Em outra ocasião, denunciei que Bart Ehrman consistentemente maltrata os critérios de autenticidade (https://www.youtube.com/watch?v=e4spvyiywrc). Primeiro, ele os formula mal e, então, aplica-os mal. O seu relato dessa postagem recente mostra que ele ainda não arrumou a própria casa. Ele confunde a probabilidade da história em si com a probabilidade da história ter sido inventada. São duas coisas diferentes. O critério de embaraço não afirma que a história em questão é improvável. Pelo contrário, a história em si pode ser completamente crível. Por exemplo, não há nada improvável na negação de Jesus por parte de Pedro. Dada a sua impetuosidade e excesso de confiança, não é improvável que tal história tenha acontecido. Antes, o improvável é que tal história sobre a apostasia de um líder da igreja primitiva tenha surgido ou sido inventada na ocasião, se não fosse verdadeira. Consegue ver a diferença? O que está em jogo no critério de embaraço não é a probabilidade da história, mas a sua natureza embaraçosa ou contraproducente, que torna improvável a sua invenção.
Na realidade, Ehrman parece confundir o critério de embaraço com um critério diferente, o critério da verossimilhança. Verossimilhança é uma palavra chique para a história que é “fiel à vida”, considerando o que conhecemos da cultura daquela época. O que Ehrman diz, na verdade, é que a história da visita ao sepulcro de Jesus pelas mulheres exibe verossimilhança: mulheres judias visitavam, sim, os sepulcros dos recém-falecidos para ungir o cadáver.[1] Ehrman parece pensar que verossimilhança é incompatível com embaraço.
Perceba, então, como o raciocínio de Ehrman é distorcido. Como é que a historicidade da história pode ser solapada ao mostrar que ela passa não apenas um, mas dois critérios de autenticidade? Ela exibe verossimilhança e é embaraçosa. Assim, a história tem ainda mais credibilidade do ponto de vista histórico.
Por que se diz, então, que a maioria dos estudiosos está enganada ao pensar que, à luz da natureza embaraçosa da história, é improvável que ela seja lendária ou inventada? Conforme apontou Dale Allison, cujo excelente estudo você mencionou, qualquer razão concebível para incluir mulheres na natureza seria mais bem amparada por homens.
(1) “Embora as mulheres não fossem testemunhas em cortes legais judaicas, segundo os relatos dos evangelhos elas não apareceram numa corte judaica”. Quanta besteira! Ninguém afirmou que elas o fizeram. Antes, dada a idade da história da paixão pré-marcana, que incluiu a história do sepulcro vazio, a narrativa originou-se num contexto cultural judaico, onde os fatores que mencionei estavam em jogo.
(2) “Contadoras de histórias teriam inventado a história das mulheres a encontrar o sepulcro vazio”. Que piada! Ninguém afirmou que a história originou-se com homens. Contadoras de histórias teriam tido exatamente o mesmo motivo em fazer com que homens descobrissem o sepulcro vazio como o teriam contadores de histórias do sexo masculino, a saber: reforçar a credibilidade do relato do sepulcro vazio.

* _Dados extraídos_

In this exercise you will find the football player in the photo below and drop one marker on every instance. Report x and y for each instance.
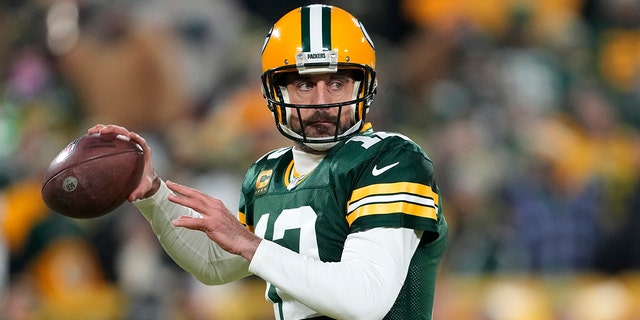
(347, 222)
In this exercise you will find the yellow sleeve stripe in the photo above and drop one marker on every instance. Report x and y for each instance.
(401, 197)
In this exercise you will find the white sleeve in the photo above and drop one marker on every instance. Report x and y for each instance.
(363, 285)
(191, 250)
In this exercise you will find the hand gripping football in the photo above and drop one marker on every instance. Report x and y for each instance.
(93, 175)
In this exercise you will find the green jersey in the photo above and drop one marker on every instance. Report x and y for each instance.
(372, 180)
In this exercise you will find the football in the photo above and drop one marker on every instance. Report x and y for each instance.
(92, 175)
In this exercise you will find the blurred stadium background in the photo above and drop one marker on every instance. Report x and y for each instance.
(530, 110)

* _Objetivo declarado_
Responda às perguntas a seguir com base no texto sobre o critério de embaraço.
1. Que exemplo o texto dá de uma história que pode ser completamente crível?
2. Com que outro critério Ehrman parece confundir o critério de embaraço?
3. O que as mulheres judias faziam nos sepulcros dos recém-falecidos, segundo o texto?

* _Resposta à tarefa_
1. A negação de Jesus por parte de Pedro.
2. Com o critério da verossimilhança.
3. Visitavam os sepulcros para ungir o cadáver.